----- Data to use
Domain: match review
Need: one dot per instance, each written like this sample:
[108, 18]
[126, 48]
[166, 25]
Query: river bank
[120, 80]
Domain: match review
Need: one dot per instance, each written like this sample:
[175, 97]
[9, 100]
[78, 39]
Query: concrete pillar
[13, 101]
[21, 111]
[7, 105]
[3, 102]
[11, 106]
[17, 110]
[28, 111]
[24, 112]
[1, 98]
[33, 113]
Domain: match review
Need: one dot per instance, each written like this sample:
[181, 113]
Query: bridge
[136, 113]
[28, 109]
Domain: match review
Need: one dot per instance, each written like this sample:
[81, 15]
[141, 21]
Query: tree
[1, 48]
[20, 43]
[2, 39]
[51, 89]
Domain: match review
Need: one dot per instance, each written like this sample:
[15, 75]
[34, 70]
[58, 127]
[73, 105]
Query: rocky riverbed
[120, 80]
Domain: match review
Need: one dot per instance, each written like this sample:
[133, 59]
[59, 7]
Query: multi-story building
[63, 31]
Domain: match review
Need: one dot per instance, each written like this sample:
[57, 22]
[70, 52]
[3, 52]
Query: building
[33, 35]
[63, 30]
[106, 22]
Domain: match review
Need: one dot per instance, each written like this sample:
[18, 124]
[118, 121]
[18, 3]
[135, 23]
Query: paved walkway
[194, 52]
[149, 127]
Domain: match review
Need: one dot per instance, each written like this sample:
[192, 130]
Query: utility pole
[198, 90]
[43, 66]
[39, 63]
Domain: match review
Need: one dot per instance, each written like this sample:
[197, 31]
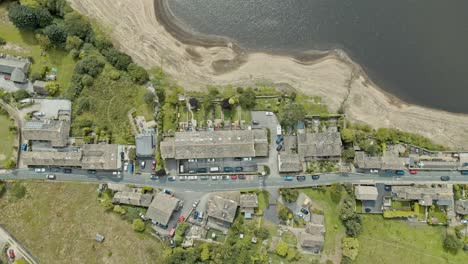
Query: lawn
[27, 46]
[394, 241]
[57, 222]
[6, 139]
[334, 227]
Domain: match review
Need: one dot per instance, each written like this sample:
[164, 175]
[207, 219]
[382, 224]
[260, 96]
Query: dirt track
[135, 29]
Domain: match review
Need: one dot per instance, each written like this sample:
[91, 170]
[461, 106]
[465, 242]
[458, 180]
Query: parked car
[39, 170]
[445, 178]
[300, 178]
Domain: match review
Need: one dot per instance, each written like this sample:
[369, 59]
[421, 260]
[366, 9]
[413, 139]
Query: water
[414, 49]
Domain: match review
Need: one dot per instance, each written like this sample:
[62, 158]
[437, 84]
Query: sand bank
[196, 63]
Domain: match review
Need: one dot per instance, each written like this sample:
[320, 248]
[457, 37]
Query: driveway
[270, 122]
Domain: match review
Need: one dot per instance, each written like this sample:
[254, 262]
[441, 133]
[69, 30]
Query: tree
[138, 225]
[21, 94]
[73, 42]
[247, 99]
[292, 114]
[23, 17]
[44, 42]
[350, 247]
[52, 87]
[139, 74]
[281, 248]
[451, 243]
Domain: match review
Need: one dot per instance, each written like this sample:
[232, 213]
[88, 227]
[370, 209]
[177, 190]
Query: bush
[138, 225]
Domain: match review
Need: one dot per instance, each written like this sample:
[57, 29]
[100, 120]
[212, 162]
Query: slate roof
[162, 207]
[315, 145]
[215, 144]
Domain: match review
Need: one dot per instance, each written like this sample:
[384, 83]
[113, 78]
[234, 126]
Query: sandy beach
[195, 63]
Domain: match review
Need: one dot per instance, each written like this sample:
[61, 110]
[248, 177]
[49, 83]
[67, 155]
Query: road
[228, 184]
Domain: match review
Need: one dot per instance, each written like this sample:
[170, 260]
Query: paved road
[251, 181]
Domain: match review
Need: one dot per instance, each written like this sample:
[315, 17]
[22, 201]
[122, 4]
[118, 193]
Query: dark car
[300, 178]
[445, 178]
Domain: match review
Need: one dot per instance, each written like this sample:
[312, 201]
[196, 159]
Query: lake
[414, 49]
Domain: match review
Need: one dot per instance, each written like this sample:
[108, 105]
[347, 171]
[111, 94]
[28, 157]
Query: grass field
[334, 227]
[57, 222]
[6, 139]
[394, 241]
[27, 46]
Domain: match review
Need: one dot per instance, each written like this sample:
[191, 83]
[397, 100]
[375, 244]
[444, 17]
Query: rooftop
[161, 208]
[222, 209]
[368, 193]
[324, 144]
[215, 144]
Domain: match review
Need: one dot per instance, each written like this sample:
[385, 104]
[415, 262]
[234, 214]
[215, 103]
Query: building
[144, 145]
[16, 67]
[53, 132]
[366, 193]
[90, 157]
[215, 144]
[221, 211]
[248, 203]
[319, 146]
[461, 207]
[39, 88]
[289, 163]
[135, 197]
[425, 195]
[161, 208]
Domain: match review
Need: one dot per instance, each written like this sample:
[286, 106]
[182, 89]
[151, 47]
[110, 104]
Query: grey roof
[222, 209]
[423, 194]
[162, 207]
[289, 163]
[215, 144]
[55, 131]
[9, 65]
[144, 145]
[461, 207]
[91, 157]
[39, 88]
[18, 76]
[367, 193]
[132, 198]
[316, 145]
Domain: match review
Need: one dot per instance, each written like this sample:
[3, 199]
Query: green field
[6, 139]
[26, 45]
[58, 222]
[394, 241]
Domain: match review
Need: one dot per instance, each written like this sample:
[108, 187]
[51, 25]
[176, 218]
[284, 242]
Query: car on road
[445, 178]
[300, 178]
[39, 170]
[11, 254]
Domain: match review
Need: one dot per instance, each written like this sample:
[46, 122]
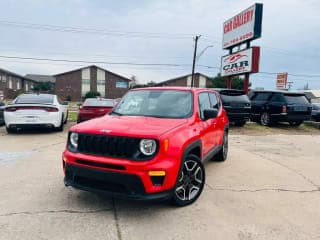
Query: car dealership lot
[269, 188]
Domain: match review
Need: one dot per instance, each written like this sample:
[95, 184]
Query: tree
[133, 82]
[92, 94]
[221, 82]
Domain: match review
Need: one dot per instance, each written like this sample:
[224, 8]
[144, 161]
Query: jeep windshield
----------
__To do__. A word-for-word copy of the listing is needed. It must not include the pictures.

__Output below__.
Domain: match review
Need: one dot per instance, each written like this sample:
[108, 18]
[126, 48]
[166, 25]
Query: river bank
[120, 80]
Domain: match review
Need: one dot per instance, each written like this sample:
[175, 97]
[9, 100]
[78, 39]
Query: concrete pillar
[13, 101]
[21, 111]
[7, 105]
[3, 102]
[11, 106]
[17, 110]
[28, 111]
[24, 112]
[1, 98]
[33, 113]
Domain: match review
Need: one dot per instance, each written like this sample:
[181, 113]
Query: bridge
[136, 113]
[28, 109]
Domain: match review
Need: one dot per instance, each written like this sample:
[81, 15]
[141, 21]
Query: tree
[1, 48]
[20, 43]
[2, 39]
[51, 89]
Domain: match review
Need: one dot per instance, each written like this sample:
[15, 75]
[34, 70]
[58, 127]
[73, 105]
Query: rocky riverbed
[120, 80]
Domain: match review
Need: one dot per instance, each written like this sample:
[133, 59]
[59, 7]
Query: multi-story building
[63, 31]
Domain: match review
Need: one dot per instance, each written like this sample:
[57, 22]
[70, 52]
[3, 52]
Query: building
[33, 35]
[63, 30]
[106, 22]
Domain: match review
Need: one dot per instance, each written like this sample:
[18, 124]
[118, 121]
[18, 3]
[135, 23]
Query: paved walkway
[194, 52]
[149, 127]
Domain: match review
Need: one dot per instance, each written like this sample:
[192, 130]
Query: utility pole
[198, 90]
[43, 66]
[39, 63]
Domain: match review
Need: one dot per instance, each written like this sample:
[197, 31]
Query: lawn
[27, 46]
[394, 241]
[57, 222]
[6, 139]
[334, 227]
Domain: match review
Need: one dot per instance, each written like this sample:
[164, 175]
[207, 219]
[382, 224]
[260, 96]
Query: dirt track
[135, 29]
Domain: match review
Need: one dot per instance, each written like this sample:
[91, 170]
[461, 106]
[465, 242]
[458, 180]
Query: parked car
[39, 170]
[445, 178]
[300, 178]
Domain: match review
Need: one dot per instance, each written like this sample:
[369, 59]
[421, 260]
[366, 9]
[413, 139]
Query: water
[414, 49]
Domain: match review
Need: one dot per instance, each written like this sample:
[62, 158]
[437, 84]
Query: sand bank
[196, 63]
Domain: match review
Need: one dot per instance, each written like this sample:
[320, 248]
[457, 37]
Query: driveway
[270, 122]
Domain: match review
Need: one dot per instance, each written like this sample:
[254, 262]
[441, 133]
[69, 30]
Query: tree
[138, 225]
[21, 94]
[73, 42]
[247, 99]
[292, 114]
[23, 17]
[44, 42]
[350, 247]
[52, 87]
[139, 74]
[281, 248]
[451, 243]
Domain: match review
Need: one dot per instance, each written like this sample:
[232, 213]
[88, 227]
[370, 209]
[177, 190]
Query: bush
[138, 225]
Domain: match review
Need: one dot per instance, each written like this sample:
[57, 29]
[100, 120]
[212, 162]
Query: slate roof
[162, 207]
[315, 145]
[215, 144]
Domain: match review
Need: one dot per instance, each written like this sample:
[384, 83]
[113, 78]
[234, 126]
Query: sandy beach
[195, 63]
Domain: match review
Need: one dot per instance, each written like this sample:
[61, 110]
[248, 177]
[49, 83]
[67, 155]
Query: road
[228, 184]
Domain: match review
Need: one dot per instance, each written like this sample:
[170, 260]
Query: paved road
[251, 181]
Domain: match review
Need: one dot per instance, each written like this sample:
[315, 17]
[22, 201]
[122, 4]
[118, 193]
Query: dark car
[300, 178]
[445, 178]
Domain: match review
Need: one dot per instance, each written like this sample:
[312, 201]
[196, 159]
Query: lake
[414, 49]
Domain: match review
Need: one dot per instance, each written like this sample:
[108, 105]
[347, 171]
[111, 94]
[28, 157]
Query: grass field
[334, 227]
[57, 222]
[6, 139]
[394, 241]
[27, 46]
Domain: match review
Need: one dot per instance, each written like this sample:
[191, 83]
[397, 100]
[375, 244]
[444, 17]
Query: rooftop
[161, 208]
[222, 209]
[368, 193]
[324, 144]
[215, 144]
Domain: match review
Need: one dot per instance, each written like this sample:
[385, 104]
[415, 262]
[234, 214]
[215, 103]
Query: building
[144, 145]
[16, 67]
[53, 132]
[366, 193]
[90, 157]
[215, 144]
[221, 211]
[248, 203]
[319, 146]
[461, 207]
[39, 88]
[289, 163]
[135, 197]
[425, 195]
[161, 208]
Domain: match review
Need: one dot per instance, each written like this sample:
[286, 106]
[182, 89]
[151, 47]
[110, 104]
Query: grey roof
[222, 209]
[423, 194]
[162, 207]
[289, 163]
[215, 144]
[55, 131]
[9, 65]
[144, 145]
[461, 207]
[91, 157]
[39, 88]
[18, 76]
[367, 193]
[132, 198]
[316, 145]
Domain: match review
Need: one dot per instance, each written like this sample:
[3, 199]
Query: green field
[6, 139]
[26, 45]
[58, 222]
[394, 241]
Domain: match review
Need: one dot per instance, each written like this sample:
[108, 187]
[51, 25]
[176, 218]
[284, 242]
Query: car on road
[445, 178]
[300, 178]
[39, 170]
[11, 254]
Domain: match review
Need: one dot per instance, each written like this sample:
[46, 122]
Query: car dealership lot
[269, 188]
Domain: match review
Need: one dot per instance, each written like this sample:
[95, 184]
Query: tree
[133, 82]
[92, 94]
[221, 82]
Domain: match review
Need: one dot per instance, each written like this sample:
[224, 8]
[144, 161]
Query: jeep windshield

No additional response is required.